▶ **PROVIDED RECORDS**:
==*==
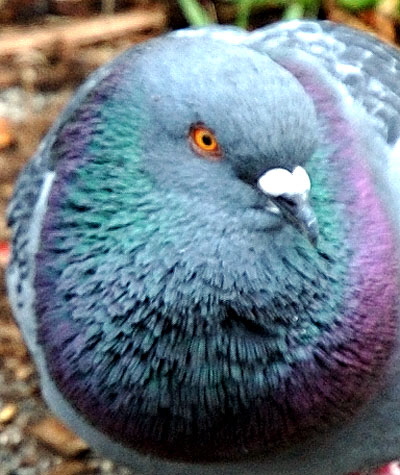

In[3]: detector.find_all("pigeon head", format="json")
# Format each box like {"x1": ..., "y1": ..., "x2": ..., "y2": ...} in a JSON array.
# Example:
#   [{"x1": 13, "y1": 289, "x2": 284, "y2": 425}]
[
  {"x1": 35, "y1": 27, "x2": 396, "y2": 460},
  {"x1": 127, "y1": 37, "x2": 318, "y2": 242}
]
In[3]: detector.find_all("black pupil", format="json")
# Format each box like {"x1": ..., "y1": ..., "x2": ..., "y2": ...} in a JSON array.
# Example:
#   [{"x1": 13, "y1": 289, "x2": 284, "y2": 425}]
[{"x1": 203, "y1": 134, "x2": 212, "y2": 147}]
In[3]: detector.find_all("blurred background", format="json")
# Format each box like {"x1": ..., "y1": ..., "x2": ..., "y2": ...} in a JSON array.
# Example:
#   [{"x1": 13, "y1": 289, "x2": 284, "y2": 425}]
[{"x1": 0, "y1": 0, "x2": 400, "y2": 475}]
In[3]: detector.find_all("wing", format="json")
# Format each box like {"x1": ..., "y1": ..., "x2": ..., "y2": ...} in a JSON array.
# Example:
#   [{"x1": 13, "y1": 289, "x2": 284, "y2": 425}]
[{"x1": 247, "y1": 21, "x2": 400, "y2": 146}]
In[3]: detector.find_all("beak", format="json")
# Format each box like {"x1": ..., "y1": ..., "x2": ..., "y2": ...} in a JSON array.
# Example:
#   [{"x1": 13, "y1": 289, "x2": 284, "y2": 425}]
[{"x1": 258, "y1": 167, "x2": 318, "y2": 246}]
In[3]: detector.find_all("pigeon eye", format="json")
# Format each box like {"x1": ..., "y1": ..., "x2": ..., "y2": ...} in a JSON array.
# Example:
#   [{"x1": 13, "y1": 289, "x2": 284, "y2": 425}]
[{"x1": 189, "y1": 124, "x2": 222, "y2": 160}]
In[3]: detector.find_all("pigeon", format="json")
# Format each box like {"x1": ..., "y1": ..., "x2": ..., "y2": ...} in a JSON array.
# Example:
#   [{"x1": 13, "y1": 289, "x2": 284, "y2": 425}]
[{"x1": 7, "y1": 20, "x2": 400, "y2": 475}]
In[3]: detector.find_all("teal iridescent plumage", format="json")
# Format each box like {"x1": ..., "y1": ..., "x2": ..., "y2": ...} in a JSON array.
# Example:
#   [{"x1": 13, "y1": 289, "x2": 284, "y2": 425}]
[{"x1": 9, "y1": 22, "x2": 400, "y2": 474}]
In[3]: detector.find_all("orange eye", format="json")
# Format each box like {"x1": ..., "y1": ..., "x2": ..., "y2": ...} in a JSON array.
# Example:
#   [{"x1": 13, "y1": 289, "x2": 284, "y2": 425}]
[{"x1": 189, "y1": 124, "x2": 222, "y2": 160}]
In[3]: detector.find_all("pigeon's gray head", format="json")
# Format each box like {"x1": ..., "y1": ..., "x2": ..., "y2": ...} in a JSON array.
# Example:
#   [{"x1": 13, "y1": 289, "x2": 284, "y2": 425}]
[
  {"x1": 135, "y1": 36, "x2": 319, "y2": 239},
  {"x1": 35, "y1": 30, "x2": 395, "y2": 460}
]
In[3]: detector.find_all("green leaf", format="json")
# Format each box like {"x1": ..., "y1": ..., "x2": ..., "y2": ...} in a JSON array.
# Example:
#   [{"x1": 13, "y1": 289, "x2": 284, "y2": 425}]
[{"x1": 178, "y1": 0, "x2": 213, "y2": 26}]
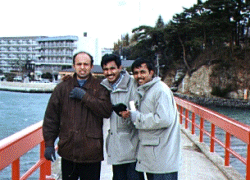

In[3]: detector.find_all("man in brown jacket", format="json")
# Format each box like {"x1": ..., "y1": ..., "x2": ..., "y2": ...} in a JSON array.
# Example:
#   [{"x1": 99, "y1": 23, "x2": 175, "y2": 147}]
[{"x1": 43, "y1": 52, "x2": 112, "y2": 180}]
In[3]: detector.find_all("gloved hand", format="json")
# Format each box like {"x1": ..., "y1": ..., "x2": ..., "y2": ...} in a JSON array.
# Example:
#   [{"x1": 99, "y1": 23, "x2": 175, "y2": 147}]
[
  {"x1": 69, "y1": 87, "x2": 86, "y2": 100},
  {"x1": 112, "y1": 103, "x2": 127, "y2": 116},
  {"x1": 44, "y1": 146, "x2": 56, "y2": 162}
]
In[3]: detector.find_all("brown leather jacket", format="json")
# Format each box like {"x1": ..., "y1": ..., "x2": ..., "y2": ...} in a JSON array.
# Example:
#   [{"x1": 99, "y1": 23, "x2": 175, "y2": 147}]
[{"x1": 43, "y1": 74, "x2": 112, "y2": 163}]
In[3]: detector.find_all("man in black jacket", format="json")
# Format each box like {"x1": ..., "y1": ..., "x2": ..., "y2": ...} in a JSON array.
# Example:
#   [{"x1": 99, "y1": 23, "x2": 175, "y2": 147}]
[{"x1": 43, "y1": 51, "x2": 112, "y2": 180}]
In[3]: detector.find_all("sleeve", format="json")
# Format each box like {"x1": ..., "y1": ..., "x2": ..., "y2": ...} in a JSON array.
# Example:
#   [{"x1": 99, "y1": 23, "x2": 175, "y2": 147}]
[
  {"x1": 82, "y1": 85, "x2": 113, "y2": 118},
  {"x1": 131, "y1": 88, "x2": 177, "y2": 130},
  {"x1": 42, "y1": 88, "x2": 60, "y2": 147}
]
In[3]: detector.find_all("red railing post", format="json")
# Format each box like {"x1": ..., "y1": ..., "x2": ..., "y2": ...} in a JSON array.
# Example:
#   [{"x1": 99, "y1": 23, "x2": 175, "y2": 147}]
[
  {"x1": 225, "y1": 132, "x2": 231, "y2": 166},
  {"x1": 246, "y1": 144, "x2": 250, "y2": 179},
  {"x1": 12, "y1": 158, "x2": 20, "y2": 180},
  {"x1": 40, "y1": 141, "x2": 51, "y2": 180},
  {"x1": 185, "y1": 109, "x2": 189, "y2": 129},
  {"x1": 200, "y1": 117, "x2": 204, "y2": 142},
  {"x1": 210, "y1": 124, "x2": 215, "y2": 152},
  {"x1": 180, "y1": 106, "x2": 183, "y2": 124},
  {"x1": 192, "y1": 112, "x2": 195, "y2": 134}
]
==*==
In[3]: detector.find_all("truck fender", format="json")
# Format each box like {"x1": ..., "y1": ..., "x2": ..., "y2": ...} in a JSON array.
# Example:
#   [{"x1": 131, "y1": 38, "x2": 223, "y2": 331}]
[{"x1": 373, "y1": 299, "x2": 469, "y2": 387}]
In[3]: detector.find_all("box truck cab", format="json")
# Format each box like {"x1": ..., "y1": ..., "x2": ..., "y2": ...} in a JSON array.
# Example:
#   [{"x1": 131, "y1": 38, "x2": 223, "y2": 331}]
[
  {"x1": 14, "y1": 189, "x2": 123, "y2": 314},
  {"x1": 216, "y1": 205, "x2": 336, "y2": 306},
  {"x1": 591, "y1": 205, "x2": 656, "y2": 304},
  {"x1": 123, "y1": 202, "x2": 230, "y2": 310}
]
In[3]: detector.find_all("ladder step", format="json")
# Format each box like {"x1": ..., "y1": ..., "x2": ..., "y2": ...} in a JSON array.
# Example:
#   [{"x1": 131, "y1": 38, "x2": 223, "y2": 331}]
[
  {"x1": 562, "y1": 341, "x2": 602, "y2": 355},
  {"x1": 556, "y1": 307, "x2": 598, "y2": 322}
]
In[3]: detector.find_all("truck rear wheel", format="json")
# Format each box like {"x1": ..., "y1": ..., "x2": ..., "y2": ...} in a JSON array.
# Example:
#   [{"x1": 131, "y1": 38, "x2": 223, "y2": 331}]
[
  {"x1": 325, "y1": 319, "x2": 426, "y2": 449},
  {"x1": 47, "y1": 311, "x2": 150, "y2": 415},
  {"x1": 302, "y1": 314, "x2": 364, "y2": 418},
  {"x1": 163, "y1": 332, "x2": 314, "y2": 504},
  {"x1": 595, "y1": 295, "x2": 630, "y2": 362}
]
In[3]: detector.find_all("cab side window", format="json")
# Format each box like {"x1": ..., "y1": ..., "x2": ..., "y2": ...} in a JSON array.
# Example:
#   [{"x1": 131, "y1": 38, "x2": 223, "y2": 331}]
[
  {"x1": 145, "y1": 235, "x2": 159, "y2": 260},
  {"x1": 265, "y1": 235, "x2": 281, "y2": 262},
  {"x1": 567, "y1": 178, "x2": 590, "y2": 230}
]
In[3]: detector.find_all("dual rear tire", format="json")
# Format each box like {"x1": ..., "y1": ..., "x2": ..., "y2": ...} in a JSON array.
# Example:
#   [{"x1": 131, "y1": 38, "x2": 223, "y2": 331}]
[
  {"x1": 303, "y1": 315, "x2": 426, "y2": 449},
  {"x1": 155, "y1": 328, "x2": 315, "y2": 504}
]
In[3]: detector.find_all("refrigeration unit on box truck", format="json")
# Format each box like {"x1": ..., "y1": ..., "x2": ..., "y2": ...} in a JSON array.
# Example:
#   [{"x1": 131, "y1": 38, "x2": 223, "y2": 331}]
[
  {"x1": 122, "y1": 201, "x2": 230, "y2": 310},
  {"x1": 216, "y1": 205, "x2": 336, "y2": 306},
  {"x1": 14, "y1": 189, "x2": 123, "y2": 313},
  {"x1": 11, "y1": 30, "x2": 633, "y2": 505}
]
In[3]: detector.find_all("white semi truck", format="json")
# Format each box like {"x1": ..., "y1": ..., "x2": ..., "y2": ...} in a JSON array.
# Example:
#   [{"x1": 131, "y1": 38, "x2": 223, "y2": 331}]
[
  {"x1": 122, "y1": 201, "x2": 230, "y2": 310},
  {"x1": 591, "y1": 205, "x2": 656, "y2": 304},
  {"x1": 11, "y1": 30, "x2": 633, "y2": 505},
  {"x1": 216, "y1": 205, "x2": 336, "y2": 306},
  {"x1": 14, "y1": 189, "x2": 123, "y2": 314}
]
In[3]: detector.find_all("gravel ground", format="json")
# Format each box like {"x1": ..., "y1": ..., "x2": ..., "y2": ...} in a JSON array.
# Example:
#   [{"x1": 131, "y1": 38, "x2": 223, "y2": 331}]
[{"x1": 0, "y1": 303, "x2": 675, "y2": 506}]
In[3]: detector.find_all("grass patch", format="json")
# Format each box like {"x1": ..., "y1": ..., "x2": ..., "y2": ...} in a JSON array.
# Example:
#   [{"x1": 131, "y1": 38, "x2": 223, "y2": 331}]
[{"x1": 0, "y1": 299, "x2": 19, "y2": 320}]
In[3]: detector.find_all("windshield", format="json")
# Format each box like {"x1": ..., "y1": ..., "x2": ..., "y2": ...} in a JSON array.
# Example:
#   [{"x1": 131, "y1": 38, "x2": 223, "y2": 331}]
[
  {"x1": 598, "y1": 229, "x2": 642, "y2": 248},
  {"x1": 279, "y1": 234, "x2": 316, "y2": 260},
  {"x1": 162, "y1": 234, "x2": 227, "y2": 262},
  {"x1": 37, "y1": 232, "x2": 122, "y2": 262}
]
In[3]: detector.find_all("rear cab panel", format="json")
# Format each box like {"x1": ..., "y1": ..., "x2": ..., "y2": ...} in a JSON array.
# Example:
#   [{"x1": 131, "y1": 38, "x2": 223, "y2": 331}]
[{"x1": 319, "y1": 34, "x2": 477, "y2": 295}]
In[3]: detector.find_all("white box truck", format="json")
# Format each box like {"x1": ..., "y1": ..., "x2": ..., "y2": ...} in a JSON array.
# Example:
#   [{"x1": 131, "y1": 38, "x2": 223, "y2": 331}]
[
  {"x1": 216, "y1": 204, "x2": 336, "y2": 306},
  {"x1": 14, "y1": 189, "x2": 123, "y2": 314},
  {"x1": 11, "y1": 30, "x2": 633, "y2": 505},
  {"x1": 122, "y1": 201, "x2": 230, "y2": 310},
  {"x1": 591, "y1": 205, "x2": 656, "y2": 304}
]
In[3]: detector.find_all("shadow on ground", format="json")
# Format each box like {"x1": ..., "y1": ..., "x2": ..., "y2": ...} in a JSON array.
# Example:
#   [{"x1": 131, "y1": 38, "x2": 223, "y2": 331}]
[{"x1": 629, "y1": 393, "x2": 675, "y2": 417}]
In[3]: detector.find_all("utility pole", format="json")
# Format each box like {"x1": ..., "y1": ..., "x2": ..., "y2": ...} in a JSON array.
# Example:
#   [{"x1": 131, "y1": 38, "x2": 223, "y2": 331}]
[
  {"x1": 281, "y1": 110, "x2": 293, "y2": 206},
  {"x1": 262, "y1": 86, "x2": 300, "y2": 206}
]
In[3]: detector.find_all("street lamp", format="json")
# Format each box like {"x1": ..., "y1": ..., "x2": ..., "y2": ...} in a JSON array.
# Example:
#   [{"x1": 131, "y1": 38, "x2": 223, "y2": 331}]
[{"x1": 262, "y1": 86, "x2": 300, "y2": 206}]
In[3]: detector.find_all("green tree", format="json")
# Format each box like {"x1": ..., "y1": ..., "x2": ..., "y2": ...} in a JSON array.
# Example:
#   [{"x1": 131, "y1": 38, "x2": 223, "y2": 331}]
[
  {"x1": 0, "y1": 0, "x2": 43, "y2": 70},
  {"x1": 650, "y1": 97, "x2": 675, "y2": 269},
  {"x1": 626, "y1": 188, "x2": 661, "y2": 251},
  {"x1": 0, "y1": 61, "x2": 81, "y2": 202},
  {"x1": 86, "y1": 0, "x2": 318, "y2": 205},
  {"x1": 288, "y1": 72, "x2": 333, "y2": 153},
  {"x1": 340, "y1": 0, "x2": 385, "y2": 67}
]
==*==
▶ **WORK REQUIRED**: Tally the lines in the items above that contain the word "black" and give only that number.

▶ **FULL ANSWER**: 2